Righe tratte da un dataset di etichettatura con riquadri

++++

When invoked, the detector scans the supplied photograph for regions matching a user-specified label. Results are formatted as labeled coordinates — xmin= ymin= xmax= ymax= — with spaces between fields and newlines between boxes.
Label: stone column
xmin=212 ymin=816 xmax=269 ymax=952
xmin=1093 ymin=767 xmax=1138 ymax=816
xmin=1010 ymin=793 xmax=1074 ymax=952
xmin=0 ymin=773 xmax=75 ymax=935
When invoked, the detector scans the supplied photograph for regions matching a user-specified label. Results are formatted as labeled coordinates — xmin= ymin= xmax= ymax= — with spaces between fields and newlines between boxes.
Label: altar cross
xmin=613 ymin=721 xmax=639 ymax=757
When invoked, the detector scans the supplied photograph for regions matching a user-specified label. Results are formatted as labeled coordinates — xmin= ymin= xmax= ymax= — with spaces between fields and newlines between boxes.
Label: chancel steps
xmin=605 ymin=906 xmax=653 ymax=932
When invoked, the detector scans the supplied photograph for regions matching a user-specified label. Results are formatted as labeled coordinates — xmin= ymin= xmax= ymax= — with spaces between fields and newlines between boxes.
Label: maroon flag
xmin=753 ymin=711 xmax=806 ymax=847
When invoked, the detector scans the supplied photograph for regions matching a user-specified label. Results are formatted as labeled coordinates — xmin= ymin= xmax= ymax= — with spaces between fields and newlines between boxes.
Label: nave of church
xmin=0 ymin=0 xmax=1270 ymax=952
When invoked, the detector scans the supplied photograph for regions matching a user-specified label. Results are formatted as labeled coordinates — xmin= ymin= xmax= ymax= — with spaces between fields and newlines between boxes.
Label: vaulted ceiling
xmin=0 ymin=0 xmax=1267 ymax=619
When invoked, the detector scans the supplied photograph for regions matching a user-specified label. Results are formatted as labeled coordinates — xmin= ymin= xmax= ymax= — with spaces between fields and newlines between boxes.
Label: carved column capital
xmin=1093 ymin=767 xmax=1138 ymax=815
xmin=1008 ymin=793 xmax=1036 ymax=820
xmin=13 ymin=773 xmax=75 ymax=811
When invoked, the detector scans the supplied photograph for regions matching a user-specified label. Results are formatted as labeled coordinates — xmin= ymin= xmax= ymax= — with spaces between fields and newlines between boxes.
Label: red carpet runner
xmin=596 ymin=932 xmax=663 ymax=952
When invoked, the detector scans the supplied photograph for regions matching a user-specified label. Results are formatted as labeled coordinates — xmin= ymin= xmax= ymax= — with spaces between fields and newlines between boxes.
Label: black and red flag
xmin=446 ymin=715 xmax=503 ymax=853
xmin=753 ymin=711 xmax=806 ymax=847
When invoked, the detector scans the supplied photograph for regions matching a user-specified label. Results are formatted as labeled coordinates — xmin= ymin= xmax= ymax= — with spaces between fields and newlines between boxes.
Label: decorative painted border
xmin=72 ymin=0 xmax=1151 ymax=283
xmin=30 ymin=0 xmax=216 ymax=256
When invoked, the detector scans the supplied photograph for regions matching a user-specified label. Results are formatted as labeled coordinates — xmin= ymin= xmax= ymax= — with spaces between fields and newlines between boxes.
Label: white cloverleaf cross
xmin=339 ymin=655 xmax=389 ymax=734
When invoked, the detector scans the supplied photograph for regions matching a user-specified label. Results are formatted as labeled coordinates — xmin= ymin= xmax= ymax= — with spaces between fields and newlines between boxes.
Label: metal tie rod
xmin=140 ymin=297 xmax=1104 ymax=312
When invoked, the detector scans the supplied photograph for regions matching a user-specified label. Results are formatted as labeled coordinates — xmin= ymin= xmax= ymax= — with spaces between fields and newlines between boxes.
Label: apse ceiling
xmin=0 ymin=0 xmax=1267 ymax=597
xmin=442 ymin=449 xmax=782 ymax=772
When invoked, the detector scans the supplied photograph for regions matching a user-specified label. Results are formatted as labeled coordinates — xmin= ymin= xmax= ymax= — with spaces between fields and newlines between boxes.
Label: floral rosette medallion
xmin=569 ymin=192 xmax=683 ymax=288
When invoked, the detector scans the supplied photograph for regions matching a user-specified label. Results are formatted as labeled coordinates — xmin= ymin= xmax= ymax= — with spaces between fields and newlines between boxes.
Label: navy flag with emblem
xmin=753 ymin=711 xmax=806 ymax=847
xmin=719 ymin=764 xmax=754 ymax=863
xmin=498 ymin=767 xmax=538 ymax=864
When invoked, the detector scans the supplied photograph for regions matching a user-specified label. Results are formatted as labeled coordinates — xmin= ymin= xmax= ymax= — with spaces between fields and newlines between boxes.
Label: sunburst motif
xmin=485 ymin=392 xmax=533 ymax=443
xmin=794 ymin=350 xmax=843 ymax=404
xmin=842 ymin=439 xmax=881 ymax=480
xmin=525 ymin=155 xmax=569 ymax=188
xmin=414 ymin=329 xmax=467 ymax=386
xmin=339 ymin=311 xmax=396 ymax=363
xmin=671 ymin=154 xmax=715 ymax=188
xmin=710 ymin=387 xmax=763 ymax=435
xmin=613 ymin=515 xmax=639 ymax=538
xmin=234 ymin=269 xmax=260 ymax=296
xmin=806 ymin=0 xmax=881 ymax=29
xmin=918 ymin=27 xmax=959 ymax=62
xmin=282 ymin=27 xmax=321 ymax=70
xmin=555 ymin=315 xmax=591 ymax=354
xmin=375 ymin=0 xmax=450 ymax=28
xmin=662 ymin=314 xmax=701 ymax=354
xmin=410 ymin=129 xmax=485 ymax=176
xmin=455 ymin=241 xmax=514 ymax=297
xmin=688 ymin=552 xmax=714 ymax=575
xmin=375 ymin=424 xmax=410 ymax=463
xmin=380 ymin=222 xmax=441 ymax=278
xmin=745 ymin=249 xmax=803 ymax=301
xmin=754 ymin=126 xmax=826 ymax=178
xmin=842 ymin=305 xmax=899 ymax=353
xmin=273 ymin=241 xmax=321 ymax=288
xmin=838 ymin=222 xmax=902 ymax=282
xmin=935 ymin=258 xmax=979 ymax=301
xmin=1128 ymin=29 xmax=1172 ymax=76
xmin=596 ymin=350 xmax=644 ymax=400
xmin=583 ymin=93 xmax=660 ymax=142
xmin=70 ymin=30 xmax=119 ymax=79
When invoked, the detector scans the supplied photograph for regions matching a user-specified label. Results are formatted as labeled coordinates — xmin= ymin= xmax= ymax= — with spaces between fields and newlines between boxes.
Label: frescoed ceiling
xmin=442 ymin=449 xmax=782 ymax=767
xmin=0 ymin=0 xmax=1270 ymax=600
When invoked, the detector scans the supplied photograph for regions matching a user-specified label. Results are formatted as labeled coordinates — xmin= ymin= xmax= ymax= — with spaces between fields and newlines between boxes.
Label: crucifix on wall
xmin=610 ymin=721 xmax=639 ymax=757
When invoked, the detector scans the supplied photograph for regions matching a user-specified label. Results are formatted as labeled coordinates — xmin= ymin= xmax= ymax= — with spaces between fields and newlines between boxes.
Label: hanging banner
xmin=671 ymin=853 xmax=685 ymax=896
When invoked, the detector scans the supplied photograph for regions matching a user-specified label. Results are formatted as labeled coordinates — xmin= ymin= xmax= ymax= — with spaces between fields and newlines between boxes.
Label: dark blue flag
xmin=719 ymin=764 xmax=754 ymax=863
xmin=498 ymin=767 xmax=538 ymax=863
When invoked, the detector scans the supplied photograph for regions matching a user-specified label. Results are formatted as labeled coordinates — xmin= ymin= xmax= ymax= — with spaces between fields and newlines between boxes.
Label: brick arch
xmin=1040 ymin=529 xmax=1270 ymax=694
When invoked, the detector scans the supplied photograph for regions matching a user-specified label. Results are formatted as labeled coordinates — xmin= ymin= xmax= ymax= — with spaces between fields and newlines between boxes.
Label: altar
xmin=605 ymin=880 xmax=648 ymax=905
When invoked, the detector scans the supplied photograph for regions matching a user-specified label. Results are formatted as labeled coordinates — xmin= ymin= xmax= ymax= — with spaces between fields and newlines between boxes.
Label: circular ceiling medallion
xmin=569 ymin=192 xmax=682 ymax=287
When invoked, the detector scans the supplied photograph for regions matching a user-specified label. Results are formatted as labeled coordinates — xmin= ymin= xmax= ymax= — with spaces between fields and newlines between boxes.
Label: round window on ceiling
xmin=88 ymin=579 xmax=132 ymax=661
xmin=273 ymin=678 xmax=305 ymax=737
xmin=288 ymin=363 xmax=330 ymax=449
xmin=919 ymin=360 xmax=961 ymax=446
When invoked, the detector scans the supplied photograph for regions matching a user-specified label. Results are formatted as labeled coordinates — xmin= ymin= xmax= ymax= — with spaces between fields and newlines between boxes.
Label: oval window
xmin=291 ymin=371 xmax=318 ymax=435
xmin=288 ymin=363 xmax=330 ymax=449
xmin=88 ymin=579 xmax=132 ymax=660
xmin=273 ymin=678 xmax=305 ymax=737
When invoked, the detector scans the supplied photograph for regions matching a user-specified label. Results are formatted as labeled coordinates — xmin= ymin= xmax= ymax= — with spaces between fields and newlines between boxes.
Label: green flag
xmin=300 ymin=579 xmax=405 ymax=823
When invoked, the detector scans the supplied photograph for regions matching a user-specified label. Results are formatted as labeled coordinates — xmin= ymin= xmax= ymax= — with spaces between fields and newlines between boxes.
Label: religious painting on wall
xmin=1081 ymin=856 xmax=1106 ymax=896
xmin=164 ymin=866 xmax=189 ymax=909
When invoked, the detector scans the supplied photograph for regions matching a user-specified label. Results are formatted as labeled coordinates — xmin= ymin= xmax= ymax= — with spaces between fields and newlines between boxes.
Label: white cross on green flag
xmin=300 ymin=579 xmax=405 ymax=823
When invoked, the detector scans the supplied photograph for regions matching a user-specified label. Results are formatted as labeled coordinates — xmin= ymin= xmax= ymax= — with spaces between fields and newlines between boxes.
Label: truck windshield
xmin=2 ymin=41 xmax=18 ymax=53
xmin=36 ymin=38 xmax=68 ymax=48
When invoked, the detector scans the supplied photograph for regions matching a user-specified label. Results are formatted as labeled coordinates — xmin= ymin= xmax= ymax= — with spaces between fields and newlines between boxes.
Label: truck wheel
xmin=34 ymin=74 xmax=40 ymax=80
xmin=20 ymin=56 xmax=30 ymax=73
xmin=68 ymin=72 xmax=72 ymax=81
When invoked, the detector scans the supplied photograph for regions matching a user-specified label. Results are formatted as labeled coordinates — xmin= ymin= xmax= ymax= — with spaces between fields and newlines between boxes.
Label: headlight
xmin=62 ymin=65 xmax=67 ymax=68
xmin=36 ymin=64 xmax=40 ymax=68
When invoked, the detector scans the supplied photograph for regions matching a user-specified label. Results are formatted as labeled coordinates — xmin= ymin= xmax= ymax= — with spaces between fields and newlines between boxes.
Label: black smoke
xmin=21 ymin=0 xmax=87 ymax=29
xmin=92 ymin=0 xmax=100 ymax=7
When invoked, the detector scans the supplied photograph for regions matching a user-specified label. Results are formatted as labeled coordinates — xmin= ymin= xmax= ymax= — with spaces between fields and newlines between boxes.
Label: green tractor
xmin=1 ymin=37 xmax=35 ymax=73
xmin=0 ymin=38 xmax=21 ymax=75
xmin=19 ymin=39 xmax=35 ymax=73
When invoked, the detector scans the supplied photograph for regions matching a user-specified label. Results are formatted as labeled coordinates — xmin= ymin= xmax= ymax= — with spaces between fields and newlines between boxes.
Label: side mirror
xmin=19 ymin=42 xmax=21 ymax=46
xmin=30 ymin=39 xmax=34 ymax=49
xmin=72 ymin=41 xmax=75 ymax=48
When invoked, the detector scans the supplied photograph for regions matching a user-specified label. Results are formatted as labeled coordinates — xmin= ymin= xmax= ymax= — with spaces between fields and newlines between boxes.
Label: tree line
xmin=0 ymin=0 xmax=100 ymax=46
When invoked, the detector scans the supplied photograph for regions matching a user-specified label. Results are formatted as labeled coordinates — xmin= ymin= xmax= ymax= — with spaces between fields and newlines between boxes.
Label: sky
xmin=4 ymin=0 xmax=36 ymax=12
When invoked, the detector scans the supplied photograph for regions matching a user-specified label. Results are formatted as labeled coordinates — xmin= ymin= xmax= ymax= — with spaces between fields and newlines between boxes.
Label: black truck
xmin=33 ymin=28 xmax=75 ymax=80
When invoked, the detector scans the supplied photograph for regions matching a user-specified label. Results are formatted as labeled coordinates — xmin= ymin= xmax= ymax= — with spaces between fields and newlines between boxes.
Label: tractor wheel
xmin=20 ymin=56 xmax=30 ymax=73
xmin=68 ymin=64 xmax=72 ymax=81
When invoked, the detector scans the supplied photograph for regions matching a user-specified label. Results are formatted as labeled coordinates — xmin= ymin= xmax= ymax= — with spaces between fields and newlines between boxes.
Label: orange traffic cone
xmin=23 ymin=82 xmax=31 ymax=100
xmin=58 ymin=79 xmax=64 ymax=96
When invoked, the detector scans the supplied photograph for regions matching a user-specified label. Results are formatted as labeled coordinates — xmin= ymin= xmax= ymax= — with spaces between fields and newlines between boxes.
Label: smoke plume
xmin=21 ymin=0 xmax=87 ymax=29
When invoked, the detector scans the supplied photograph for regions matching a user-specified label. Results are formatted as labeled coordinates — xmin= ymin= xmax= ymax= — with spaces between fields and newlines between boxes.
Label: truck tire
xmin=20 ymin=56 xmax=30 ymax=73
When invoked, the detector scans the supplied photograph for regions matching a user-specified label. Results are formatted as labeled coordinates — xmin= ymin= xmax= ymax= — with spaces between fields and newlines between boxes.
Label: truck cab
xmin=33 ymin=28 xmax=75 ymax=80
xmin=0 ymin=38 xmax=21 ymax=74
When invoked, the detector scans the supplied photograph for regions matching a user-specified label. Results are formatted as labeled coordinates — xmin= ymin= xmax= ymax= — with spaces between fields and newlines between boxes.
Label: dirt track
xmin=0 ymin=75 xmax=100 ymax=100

++++

- **Dettagli esercizio**
Estrai le righe del materiale dall'inizio fino alla riga che contiene "xmin=1010 ymin=793 xmax=1074 ymax=952", inclusa quest'ultima, e riportale senza alcuna modifica.

- **Risposta esercizio**
When invoked, the detector scans the supplied photograph for regions matching a user-specified label. Results are formatted as labeled coordinates — xmin= ymin= xmax= ymax= — with spaces between fields and newlines between boxes.
Label: stone column
xmin=212 ymin=816 xmax=269 ymax=952
xmin=1093 ymin=767 xmax=1138 ymax=816
xmin=1010 ymin=793 xmax=1074 ymax=952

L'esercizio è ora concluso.